## DATA IN THIS EXERCISE
......

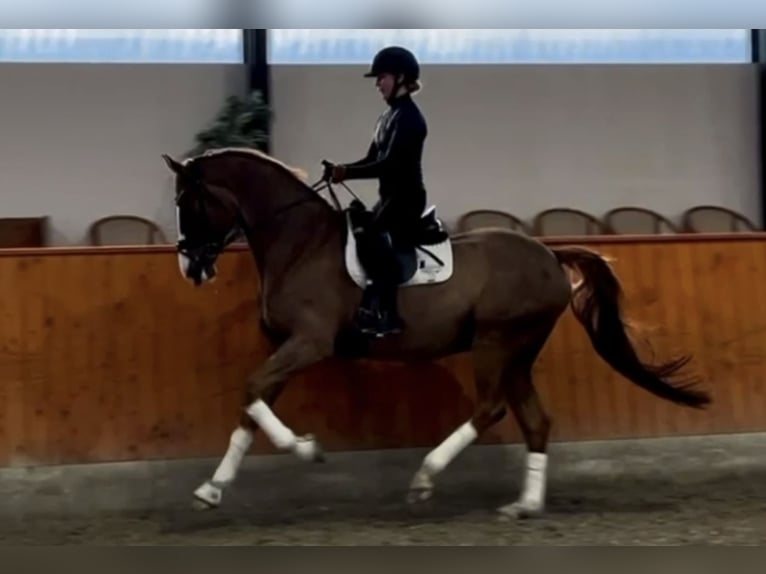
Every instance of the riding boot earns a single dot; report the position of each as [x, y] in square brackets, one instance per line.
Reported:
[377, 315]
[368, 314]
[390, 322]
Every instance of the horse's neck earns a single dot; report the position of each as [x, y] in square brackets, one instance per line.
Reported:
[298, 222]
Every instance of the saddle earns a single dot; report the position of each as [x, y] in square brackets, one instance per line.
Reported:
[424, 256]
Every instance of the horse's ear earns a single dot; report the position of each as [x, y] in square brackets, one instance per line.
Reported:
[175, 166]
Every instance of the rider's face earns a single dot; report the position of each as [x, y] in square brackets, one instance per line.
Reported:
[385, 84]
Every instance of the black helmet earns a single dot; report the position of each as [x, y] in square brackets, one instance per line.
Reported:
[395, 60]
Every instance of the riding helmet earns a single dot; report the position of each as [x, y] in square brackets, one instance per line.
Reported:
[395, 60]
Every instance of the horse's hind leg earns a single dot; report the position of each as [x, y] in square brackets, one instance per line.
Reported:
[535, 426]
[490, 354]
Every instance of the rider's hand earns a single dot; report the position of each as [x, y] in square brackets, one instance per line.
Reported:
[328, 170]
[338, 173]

......

## PROBLEM TO SOLVE
The full listing, transcribed exactly and without its pictures, is the expected result.

## THE COMPLETED TASK
Every instance of the riding boot earns a single dot; report the position of each as [x, y] in square brackets, one instance per line.
Reported:
[377, 315]
[368, 314]
[390, 322]
Every instance of the horse's neck earns a single dot; report the position of each as [x, y] in square brackets, one instance per line.
Reported:
[298, 222]
Every instance of the saddle earns a single dot; report the position of each as [x, y] in square brackets, one instance per line.
Reported:
[424, 256]
Every instance of the horse's ear earns a single dot; report the position of each as [x, y] in square brackets, one instance per line.
Reported:
[175, 166]
Every instance of the rider's face earns a single dot; report the position of each as [x, y] in square brackets, one instance per line.
Reported:
[385, 84]
Every instance of the black helmet earns a single dot; report the position of each as [x, y] in square brackets, one instance per line.
Reported:
[395, 60]
Every instance of the riding helmet earns a single dot; report the position of each as [x, y] in square brackets, one instance per line.
Reported:
[395, 60]
Every instance of the horse's hind leg earns a single dot; report the position of each as [x, y] in square brackets, one instance per line.
Reported:
[535, 426]
[490, 354]
Every instance of the rider's hand earns a single dot; report the position of each as [x, y] in square brackets, one instance per line.
Reported:
[328, 170]
[338, 173]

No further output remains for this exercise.